• **Selected text**

= = = = =

Beinart sees the struggle for democracy in which Jews and Arabs have equal rights as offering more prospects of building a movement which might overcome the seemingly impossible, than a two state solution in which a Palestinian pseudo state would be dominated by Israel which controls the borders and air-space of Gaza and the West Bank. There can be no sovereignty in a state without contiguous boundaries, faced with an overwhelming military force which can enter with impunity whenever it chooses.

There are those who will say that Beinart’s opposition to Israel being a ‘Jewish state’ is anti-Semitic in terms of the IHRA definition. Isn’t it denying the right of Jews to self-determination? In fact those who have used the IHRA definition to attack fellow Jews who are non or anti Zionists usually ignore an important caveat in relation to the examples. It says that contemporary examples of anti-Semitism could, taking into account the overall context, include” the eight examples listed. The context is that Beinart is a supporter of the Israeli state only he wants it to be a democratic state rather than an ethno-religious one. It would be nonsensical to accuse him of anti-Semitism.

= = = = =

• **Work request A**
Present every line of the saved data entry rows below as a Markdown table with the columns Number and Record line, skipping any blank lines.

Saved data entries
= = = = =

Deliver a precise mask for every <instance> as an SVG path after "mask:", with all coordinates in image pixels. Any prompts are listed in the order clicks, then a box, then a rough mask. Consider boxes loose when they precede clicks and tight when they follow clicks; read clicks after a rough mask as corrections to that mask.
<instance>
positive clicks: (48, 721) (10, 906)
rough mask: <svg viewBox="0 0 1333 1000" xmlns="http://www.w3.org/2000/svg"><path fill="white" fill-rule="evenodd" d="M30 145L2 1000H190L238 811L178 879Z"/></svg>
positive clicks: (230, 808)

= = = = =

• **Work request B**
Retype word for word the part of the passage about Beinart starting with "There are those" and going on through "him of anti-Semitism.".

• **Final answer A**
| Number | Record line |
|---|---|
| 1 | Deliver a precise mask for every <instance> as an SVG path after "mask:", with all coordinates in image pixels. Any prompts are listed in the order clicks, then a box, then a rough mask. Consider boxes loose when they precede clicks and tight when they follow clicks; read clicks after a rough mask as corrections to that mask. |
| 2 | <instance> |
| 3 | positive clicks: (48, 721) (10, 906) |
| 4 | rough mask: <svg viewBox="0 0 1333 1000" xmlns="http://www.w3.org/2000/svg"><path fill="white" fill-rule="evenodd" d="M30 145L2 1000H190L238 811L178 879Z"/></svg> |
| 5 | positive clicks: (230, 808) |

• **Final answer B**
There are those who will say that Beinart’s opposition to Israel being a ‘Jewish state’ is anti-Semitic in terms of the IHRA definition. Isn’t it denying the right of Jews to self-determination? In fact those who have used the IHRA definition to attack fellow Jews who are non or anti Zionists usually ignore an important caveat in relation to the examples. It says that contemporary examples of anti-Semitism could, taking into account the overall context, include” the eight examples listed. The context is that Beinart is a supporter of the Israeli state only he wants it to be a democratic state rather than an ethno-religious one. It would be nonsensical to accuse him of anti-Semitism.